Things to do
(a) According to the article on nested XML manufacturing QA data, how many lines can a single XML event span?
(b) Using the article on nested XML manufacturing QA data, explain the purpose of flattening the nested measurement structure.
(c) Decide whether each statement agrees with the article on nested XML manufacturing QA data, answering yes or no and quoting the deciding words: (i) Each XML event represents a complete test session. (ii) The number of measurement instances is the same for every product. (iii) Each measurement block carries its own status attribute.

— START Excerpted text —

Analyzing nested XML manufacturing QA data

Last updated
Save as PDF
Share
1. Share
2. Tweet
3. Share

Manufacturing Quality Assurance (QA) systems generate complex, nested XML data that presents unique challenges for analysis. These XML events can span 5,000 to 10,000 lines, containing both top-level metadata and multiple nested measurement results within a hierarchical structure.

This article shows you how to configure the Splunk platform to ingest, parse, and transform nested manufacturing QA XML data into actionable insights. You'll learn how to handle multi-line XML events that contain both top-level attributes and repeating nested measurement blocks, then flatten this structure. This enables detailed analysis of individual measurements, correlation with test sessions and station identifiers, and comprehensive QA performance monitoring.

Data required

Operational technology data

About QA XML data formatting

Manufacturing QA test results arrive as single, long multi-line XML events, each representing a complete test session. These events typically span 5,000 to 10,000 lines and are characterized by:

Top-level data attributes: XML elements containing overall test session information (for example, test run identifiers, dates, session IDs). These serve as metadata for the test session.
Multiple nested measurement instances: Individual test measurement results embedded within <Measurement> tags, each containing its own set of attributes such as designator, measurement ID, value, and status. The number of instances varies by product, creating a hierarchical structure beneath the top-level attributes.

Sample data structure

<IPC2547Event>
  <ProcessSessionStart sessionId="SESSION-2024-001">
    <Entity stationId="ST-001"/>
  </ProcessSessionStart>
  <ItemProcessStatus>
    <ItemEventCount eventType="QA-TEST"/>
  </ItemProcessStatus>
  <Measurements>
    <Measurement>
      <designator>R101</designator>
      <measurementId>M001</measurementId>
      <value>85.3</value>
      <units>um</units>
      <type>DX</type>
      <status>PASS</status>
    </Measurement>
    <Measurement>
      <designator>C201</designator>
      <measurementId>M002</measurementId>
      <value>63.1</value>
      <units>um</units>
      <type>DY</type>
      <status>PASS</status>
    </Measurement>
  </Measurements>
</IPC2547Event>

The challenge lies in extracting these nested measurement blocks as individual records while preserving their relationship to the parent session context.

— END Excerpted text —
— START Information given —

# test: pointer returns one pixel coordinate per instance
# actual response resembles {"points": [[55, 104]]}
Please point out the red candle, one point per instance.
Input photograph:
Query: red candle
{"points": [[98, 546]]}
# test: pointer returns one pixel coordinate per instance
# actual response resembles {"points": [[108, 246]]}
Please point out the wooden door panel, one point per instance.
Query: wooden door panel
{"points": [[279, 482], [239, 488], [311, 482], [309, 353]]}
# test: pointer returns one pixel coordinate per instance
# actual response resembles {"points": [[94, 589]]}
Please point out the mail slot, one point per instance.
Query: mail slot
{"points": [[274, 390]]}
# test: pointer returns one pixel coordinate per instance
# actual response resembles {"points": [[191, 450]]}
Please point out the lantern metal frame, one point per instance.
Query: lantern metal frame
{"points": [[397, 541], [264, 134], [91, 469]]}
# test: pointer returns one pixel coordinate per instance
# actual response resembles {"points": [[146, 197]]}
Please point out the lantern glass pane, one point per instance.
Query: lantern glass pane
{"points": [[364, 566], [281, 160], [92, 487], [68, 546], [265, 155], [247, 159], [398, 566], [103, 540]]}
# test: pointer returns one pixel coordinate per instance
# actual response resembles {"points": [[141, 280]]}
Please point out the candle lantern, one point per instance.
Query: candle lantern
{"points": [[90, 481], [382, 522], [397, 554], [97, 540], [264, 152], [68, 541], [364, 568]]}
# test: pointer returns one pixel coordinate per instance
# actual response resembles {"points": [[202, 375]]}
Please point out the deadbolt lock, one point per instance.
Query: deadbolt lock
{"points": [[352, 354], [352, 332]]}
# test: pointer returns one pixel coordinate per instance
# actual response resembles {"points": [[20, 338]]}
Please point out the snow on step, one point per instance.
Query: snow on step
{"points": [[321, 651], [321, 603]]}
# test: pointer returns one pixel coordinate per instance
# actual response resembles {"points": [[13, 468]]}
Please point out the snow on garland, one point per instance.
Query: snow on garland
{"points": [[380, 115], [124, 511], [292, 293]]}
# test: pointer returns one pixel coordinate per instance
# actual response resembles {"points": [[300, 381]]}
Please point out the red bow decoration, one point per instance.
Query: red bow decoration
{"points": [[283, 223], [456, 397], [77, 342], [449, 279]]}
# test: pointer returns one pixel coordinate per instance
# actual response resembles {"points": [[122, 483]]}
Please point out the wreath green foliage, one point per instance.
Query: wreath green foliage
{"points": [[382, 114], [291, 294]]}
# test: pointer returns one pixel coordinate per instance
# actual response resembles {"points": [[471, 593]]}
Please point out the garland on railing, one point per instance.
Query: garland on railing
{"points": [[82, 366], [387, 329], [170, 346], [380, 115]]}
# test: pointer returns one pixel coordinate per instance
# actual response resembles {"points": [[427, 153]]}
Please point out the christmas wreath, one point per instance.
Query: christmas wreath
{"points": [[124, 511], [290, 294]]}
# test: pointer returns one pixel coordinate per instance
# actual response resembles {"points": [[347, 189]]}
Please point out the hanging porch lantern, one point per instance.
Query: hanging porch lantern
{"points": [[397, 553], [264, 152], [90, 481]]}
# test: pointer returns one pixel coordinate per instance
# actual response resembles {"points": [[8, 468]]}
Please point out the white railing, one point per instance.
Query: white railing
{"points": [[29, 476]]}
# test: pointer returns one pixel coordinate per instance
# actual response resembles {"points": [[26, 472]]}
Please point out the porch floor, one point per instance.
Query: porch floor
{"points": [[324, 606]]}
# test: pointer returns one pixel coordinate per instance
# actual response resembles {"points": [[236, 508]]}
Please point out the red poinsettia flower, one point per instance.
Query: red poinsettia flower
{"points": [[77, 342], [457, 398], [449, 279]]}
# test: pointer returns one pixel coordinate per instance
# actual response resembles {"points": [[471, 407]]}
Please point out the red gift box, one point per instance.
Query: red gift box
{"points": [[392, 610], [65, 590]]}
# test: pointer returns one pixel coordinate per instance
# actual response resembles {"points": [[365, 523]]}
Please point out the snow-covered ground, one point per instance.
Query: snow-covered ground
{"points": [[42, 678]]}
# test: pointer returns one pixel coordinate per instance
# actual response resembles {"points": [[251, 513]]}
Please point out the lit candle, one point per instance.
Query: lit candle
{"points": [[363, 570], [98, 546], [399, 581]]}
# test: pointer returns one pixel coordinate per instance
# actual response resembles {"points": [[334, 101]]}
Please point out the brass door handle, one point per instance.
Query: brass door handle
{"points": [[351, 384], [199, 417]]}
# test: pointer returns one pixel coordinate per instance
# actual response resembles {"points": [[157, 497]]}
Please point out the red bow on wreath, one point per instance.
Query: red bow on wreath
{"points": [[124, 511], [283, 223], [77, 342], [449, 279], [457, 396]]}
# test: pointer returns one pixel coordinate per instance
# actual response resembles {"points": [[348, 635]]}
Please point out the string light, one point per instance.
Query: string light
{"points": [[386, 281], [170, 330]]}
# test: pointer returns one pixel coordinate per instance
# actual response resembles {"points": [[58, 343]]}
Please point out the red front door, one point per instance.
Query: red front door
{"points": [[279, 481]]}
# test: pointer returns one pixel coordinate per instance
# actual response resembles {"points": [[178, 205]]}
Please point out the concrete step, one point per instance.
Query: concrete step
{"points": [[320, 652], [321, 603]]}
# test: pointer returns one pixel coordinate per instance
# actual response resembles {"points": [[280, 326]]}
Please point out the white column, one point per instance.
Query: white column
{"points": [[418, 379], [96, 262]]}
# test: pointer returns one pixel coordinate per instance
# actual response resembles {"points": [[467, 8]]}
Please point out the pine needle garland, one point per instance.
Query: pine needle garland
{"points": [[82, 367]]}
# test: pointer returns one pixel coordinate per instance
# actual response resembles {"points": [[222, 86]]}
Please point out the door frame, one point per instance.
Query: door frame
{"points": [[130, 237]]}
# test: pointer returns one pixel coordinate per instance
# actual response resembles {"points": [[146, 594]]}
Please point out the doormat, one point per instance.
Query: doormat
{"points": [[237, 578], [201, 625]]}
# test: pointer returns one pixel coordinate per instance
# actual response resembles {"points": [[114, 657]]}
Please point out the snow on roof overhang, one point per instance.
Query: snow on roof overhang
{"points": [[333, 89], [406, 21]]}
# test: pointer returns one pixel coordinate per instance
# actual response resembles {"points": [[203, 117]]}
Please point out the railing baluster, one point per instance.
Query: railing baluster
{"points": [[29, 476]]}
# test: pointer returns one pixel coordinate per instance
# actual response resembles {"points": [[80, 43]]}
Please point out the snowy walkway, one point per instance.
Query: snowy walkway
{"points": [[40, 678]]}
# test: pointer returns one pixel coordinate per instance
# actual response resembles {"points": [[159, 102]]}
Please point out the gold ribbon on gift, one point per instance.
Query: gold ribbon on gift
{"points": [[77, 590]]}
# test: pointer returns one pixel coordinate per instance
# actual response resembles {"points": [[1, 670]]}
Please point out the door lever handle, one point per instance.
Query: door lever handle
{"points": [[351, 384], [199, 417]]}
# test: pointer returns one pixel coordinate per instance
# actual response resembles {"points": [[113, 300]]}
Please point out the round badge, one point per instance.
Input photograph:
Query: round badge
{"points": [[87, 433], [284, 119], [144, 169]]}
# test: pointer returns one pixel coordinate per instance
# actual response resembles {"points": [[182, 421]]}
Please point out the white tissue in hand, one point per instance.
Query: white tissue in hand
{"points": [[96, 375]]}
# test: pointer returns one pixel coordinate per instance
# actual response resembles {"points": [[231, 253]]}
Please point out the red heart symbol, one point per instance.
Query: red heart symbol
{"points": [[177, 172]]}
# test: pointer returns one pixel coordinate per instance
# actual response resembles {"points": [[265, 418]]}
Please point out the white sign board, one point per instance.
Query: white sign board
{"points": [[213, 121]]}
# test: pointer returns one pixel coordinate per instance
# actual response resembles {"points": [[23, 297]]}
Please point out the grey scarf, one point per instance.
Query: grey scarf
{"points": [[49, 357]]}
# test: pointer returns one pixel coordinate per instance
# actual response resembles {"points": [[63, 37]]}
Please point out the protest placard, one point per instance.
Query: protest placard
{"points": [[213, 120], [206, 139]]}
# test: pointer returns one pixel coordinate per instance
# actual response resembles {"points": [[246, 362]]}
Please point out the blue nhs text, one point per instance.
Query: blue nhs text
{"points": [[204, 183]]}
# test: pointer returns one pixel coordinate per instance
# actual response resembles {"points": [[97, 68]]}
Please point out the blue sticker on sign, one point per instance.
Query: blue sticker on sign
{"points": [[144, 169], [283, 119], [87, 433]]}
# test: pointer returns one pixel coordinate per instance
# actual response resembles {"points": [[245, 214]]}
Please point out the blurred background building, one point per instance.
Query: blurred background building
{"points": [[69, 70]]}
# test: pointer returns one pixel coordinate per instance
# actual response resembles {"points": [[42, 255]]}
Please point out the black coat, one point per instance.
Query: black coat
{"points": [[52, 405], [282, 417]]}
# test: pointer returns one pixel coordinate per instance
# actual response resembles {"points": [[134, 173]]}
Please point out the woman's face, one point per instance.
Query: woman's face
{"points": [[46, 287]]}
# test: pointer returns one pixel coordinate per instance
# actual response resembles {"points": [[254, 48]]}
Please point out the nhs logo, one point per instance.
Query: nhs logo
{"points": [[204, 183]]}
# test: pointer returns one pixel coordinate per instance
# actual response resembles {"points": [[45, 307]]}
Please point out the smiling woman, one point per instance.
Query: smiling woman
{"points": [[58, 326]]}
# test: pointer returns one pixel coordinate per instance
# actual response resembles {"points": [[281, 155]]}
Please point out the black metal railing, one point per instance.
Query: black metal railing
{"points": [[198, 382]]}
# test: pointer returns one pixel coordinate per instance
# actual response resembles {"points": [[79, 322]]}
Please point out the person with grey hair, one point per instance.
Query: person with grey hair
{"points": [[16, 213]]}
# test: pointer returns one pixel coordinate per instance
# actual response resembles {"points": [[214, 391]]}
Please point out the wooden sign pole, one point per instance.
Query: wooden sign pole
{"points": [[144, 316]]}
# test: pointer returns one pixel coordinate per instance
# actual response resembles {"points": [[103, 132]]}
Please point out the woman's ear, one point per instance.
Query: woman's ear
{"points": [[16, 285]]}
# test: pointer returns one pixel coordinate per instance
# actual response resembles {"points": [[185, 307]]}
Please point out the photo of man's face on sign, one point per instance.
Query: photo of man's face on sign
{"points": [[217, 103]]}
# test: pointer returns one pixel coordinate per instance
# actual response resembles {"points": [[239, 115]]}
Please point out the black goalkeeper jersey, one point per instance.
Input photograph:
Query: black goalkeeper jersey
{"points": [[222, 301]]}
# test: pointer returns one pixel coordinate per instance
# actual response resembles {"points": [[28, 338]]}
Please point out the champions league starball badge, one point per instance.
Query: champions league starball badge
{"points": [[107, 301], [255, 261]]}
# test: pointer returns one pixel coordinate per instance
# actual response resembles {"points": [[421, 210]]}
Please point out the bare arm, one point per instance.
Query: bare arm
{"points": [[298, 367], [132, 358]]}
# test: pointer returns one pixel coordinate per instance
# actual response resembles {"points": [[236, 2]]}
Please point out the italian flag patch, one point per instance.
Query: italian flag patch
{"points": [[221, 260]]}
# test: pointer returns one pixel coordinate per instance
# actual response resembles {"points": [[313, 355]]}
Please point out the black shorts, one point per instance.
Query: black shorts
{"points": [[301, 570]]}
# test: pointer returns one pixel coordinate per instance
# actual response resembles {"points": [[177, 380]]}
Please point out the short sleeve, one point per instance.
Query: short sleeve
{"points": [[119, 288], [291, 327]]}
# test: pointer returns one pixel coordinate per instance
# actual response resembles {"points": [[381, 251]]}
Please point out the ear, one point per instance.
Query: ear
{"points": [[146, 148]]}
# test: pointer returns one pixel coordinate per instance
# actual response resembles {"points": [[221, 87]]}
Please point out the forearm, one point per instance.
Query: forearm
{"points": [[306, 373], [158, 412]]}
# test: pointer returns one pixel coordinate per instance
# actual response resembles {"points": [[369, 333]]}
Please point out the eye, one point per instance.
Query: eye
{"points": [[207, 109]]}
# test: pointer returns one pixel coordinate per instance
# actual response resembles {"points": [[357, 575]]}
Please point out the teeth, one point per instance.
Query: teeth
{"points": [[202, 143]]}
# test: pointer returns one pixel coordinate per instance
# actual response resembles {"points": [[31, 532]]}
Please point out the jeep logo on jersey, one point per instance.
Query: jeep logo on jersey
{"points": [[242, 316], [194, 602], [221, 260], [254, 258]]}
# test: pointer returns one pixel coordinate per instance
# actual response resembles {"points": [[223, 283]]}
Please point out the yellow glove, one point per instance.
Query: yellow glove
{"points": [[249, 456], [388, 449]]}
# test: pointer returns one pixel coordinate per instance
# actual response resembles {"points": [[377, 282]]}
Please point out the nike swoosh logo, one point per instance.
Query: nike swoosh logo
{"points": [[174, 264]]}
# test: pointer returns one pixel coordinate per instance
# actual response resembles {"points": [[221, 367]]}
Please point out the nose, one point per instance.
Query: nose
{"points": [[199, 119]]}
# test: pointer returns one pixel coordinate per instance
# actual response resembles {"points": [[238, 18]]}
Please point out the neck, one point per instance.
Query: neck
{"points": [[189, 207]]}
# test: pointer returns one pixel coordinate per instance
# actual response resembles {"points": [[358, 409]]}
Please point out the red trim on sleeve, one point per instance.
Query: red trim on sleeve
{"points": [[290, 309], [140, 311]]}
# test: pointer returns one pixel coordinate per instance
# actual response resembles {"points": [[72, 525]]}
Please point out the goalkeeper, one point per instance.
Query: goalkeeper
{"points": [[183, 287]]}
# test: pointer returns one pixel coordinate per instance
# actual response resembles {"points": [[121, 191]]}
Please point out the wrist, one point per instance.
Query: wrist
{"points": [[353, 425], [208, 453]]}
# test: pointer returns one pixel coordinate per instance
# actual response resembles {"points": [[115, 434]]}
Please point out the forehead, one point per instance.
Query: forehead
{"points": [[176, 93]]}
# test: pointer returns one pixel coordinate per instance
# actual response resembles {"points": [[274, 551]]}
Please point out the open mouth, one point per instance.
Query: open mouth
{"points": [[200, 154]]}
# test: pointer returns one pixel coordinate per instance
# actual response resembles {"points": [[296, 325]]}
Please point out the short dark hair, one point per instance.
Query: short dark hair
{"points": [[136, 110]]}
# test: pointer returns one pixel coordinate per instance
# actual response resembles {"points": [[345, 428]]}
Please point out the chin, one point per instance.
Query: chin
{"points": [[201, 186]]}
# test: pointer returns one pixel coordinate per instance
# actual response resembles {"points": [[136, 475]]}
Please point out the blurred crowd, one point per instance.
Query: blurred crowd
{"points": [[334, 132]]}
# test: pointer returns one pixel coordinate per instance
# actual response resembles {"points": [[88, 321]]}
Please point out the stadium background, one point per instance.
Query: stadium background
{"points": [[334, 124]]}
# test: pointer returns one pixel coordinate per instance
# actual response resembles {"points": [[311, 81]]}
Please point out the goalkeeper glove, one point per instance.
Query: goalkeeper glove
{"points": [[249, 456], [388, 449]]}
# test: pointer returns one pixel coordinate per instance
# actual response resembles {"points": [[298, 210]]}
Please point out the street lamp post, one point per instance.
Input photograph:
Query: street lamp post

— END Information given —

Complete answers
(a) 5,000 to 10,000 lines.

(b) Flattening the structure enables detailed analysis of individual measurements and correlation with test sessions and station identifiers. It also supports comprehensive QA performance monitoring.

(c)
(i) Yes: "each representing a complete test session"
(ii) No: "The number of instances varies by product"
(iii) Yes: "each containing its own set of attributes such as designator, measurement ID, value, and status"